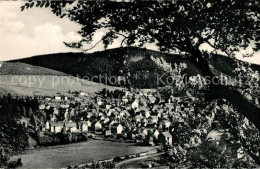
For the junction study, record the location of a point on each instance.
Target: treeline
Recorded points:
(125, 62)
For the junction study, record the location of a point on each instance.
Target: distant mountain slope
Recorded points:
(17, 68)
(133, 59)
(46, 85)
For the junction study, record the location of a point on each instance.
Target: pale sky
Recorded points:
(38, 31)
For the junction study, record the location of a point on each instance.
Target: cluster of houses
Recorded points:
(139, 115)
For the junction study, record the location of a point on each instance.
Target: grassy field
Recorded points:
(78, 153)
(47, 85)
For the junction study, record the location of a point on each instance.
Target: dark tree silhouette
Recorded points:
(226, 25)
(178, 25)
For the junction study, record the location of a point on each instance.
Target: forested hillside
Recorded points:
(119, 61)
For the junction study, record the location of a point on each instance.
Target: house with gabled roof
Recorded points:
(116, 128)
(165, 138)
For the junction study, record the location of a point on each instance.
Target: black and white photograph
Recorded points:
(123, 84)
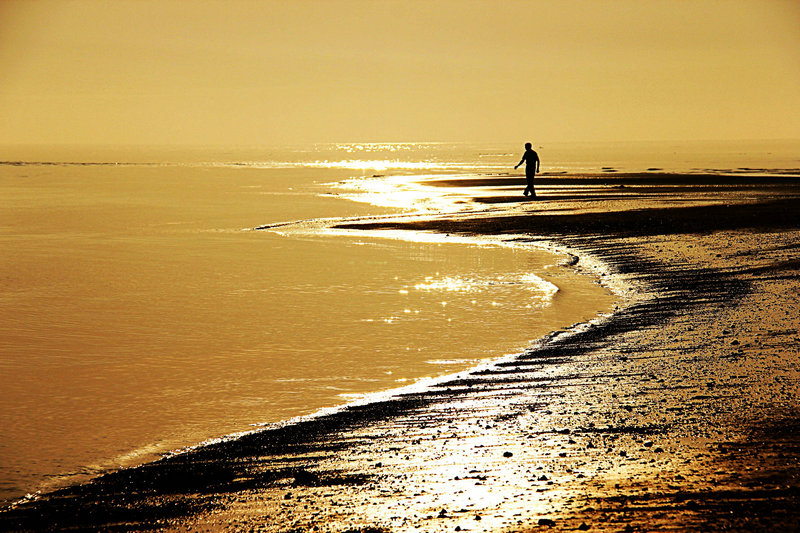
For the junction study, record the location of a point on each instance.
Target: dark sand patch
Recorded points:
(679, 411)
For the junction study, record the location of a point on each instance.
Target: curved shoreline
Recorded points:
(647, 417)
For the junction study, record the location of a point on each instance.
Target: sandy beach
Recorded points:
(679, 411)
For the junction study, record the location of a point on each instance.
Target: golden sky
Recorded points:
(282, 72)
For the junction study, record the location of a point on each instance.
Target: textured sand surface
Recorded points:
(680, 411)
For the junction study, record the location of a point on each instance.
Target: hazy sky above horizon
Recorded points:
(273, 72)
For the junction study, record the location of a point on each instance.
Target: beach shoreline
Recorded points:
(678, 410)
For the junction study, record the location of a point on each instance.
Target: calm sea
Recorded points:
(141, 313)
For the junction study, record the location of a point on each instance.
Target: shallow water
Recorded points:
(140, 313)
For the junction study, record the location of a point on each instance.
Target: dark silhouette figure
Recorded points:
(531, 160)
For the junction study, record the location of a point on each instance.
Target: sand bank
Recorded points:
(679, 411)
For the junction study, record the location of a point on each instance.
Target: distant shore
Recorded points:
(679, 411)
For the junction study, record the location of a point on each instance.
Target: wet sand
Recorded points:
(679, 411)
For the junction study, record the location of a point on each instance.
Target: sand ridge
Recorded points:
(679, 411)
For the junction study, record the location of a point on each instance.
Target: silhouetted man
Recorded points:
(531, 160)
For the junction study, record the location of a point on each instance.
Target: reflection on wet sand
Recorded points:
(678, 411)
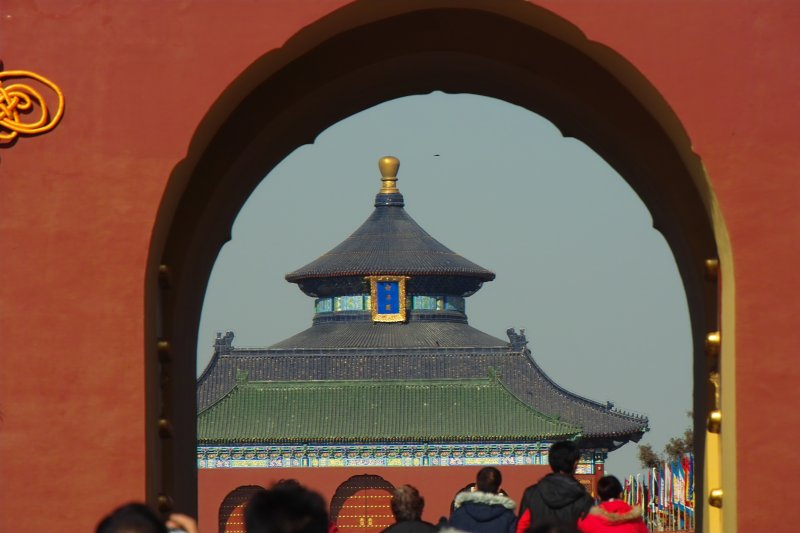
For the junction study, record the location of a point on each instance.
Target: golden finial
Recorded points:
(389, 166)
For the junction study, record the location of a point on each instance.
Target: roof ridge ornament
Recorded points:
(389, 193)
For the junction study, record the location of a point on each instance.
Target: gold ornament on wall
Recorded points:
(23, 108)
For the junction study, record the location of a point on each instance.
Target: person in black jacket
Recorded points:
(558, 498)
(484, 510)
(407, 507)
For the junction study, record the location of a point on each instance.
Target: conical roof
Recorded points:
(390, 242)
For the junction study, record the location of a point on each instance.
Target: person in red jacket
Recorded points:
(612, 515)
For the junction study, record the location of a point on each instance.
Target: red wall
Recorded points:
(77, 208)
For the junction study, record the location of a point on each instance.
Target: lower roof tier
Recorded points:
(513, 364)
(375, 411)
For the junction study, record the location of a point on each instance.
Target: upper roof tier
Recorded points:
(389, 242)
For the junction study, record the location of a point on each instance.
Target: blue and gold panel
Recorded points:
(388, 298)
(323, 305)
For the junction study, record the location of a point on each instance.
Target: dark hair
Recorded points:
(551, 528)
(489, 479)
(609, 487)
(288, 507)
(132, 518)
(563, 456)
(407, 504)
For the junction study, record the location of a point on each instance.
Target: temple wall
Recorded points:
(78, 207)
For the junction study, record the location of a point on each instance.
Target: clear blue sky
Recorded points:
(578, 263)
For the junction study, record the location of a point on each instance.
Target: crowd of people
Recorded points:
(557, 503)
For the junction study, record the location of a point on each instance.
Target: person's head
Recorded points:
(407, 504)
(608, 488)
(132, 518)
(489, 479)
(563, 456)
(287, 507)
(551, 528)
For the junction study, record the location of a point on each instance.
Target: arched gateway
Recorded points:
(363, 55)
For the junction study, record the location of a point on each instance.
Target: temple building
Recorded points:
(389, 385)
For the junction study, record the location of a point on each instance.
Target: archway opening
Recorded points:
(286, 98)
(362, 504)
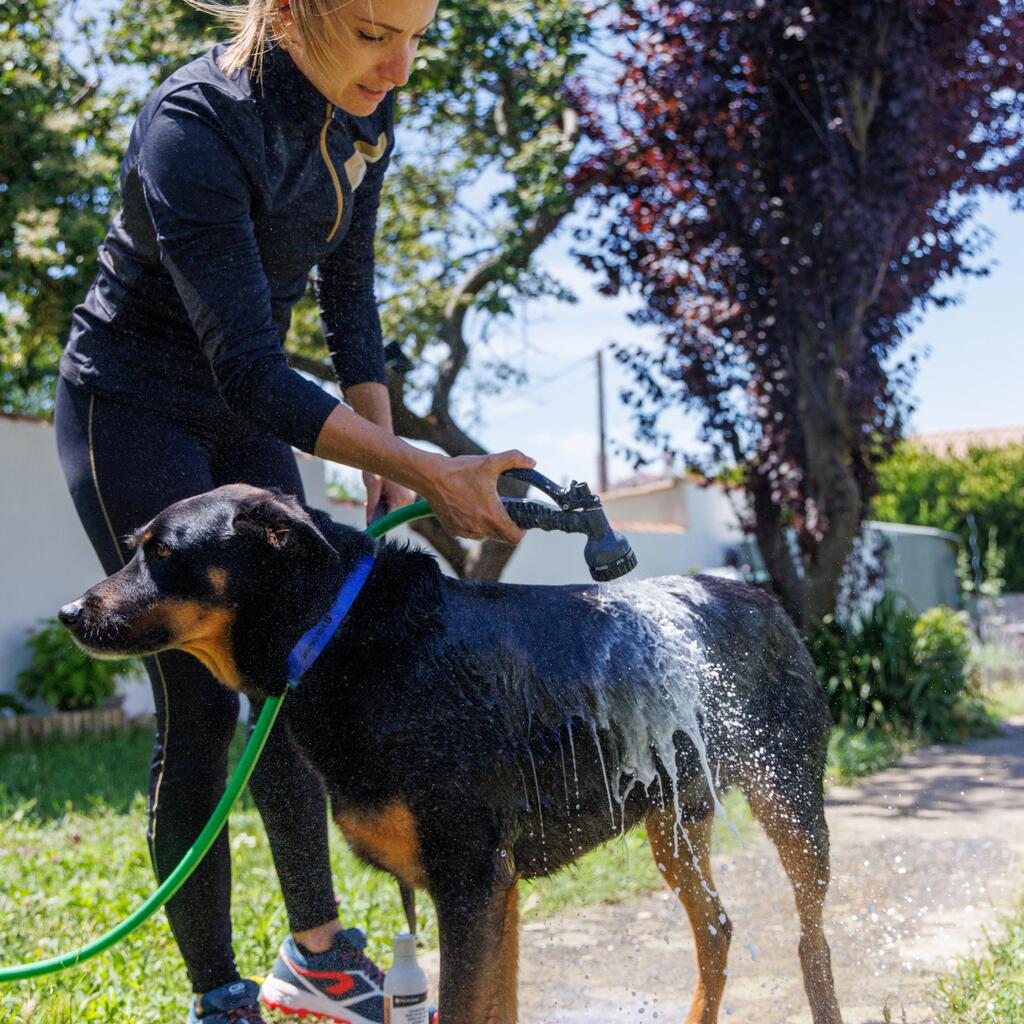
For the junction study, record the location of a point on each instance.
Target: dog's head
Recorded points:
(229, 576)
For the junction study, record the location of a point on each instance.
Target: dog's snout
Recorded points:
(72, 612)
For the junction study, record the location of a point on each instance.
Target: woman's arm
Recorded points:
(462, 491)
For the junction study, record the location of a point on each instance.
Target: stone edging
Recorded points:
(62, 723)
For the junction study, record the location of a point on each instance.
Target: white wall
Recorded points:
(46, 559)
(712, 529)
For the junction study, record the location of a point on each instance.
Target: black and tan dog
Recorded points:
(471, 734)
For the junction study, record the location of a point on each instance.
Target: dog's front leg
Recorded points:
(479, 946)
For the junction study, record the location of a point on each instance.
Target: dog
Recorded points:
(471, 733)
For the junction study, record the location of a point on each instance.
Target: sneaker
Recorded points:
(341, 984)
(236, 1003)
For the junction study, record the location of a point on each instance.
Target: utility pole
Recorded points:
(602, 458)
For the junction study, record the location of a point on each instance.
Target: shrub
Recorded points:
(64, 676)
(894, 672)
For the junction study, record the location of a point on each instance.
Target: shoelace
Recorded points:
(244, 1015)
(365, 964)
(355, 941)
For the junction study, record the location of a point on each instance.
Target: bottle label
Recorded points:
(406, 1009)
(409, 1000)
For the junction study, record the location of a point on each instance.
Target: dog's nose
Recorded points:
(71, 613)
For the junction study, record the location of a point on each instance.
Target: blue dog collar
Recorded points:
(312, 642)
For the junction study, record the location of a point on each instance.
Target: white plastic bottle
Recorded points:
(404, 985)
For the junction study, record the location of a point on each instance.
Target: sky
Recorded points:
(971, 368)
(970, 372)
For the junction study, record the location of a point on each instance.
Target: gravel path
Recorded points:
(925, 855)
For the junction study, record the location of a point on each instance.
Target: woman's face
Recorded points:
(385, 35)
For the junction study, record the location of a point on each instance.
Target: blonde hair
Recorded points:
(257, 27)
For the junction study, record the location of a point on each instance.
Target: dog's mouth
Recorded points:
(112, 640)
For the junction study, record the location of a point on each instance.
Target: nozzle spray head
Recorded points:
(607, 553)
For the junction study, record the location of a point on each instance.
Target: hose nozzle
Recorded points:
(607, 553)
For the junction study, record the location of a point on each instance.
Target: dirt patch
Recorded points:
(925, 854)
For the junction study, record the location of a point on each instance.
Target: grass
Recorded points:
(988, 989)
(74, 862)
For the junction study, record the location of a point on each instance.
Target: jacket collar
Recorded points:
(289, 91)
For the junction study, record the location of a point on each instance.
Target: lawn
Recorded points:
(73, 863)
(988, 989)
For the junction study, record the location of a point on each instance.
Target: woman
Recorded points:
(246, 168)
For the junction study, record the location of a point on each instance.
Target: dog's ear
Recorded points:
(283, 523)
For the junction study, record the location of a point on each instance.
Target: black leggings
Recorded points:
(124, 464)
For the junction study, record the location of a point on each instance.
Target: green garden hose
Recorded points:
(174, 881)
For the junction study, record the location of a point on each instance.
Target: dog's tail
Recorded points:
(409, 904)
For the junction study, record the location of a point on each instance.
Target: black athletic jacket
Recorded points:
(231, 190)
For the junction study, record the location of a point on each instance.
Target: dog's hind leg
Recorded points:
(799, 830)
(479, 947)
(686, 867)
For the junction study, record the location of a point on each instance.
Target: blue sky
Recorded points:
(971, 368)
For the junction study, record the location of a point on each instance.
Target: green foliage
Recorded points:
(62, 675)
(57, 178)
(853, 753)
(10, 704)
(928, 489)
(74, 862)
(890, 672)
(990, 988)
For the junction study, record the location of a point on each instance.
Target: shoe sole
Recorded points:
(288, 998)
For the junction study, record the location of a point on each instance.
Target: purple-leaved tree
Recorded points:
(801, 180)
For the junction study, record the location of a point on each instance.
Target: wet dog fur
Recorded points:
(442, 713)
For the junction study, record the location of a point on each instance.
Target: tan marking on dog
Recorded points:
(218, 581)
(205, 633)
(388, 839)
(505, 998)
(685, 864)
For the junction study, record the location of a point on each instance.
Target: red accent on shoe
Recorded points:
(289, 1012)
(344, 981)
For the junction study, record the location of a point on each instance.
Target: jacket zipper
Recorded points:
(331, 170)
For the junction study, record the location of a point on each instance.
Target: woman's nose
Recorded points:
(398, 65)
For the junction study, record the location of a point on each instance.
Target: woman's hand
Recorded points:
(463, 494)
(383, 496)
(462, 491)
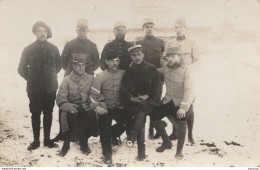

TASK REQUIREMENTS: From the first line of the records through the line with "Target: distant mountain slope", reproduce each line exactly and leave the pictures out.

ANSWER TO THE PROBLEM:
For the junction study, record the location of a point on each instance.
Target: treeline
Recorded points:
(125, 62)
For the junction study, record the location of a point on each instance.
Target: distant mountain slope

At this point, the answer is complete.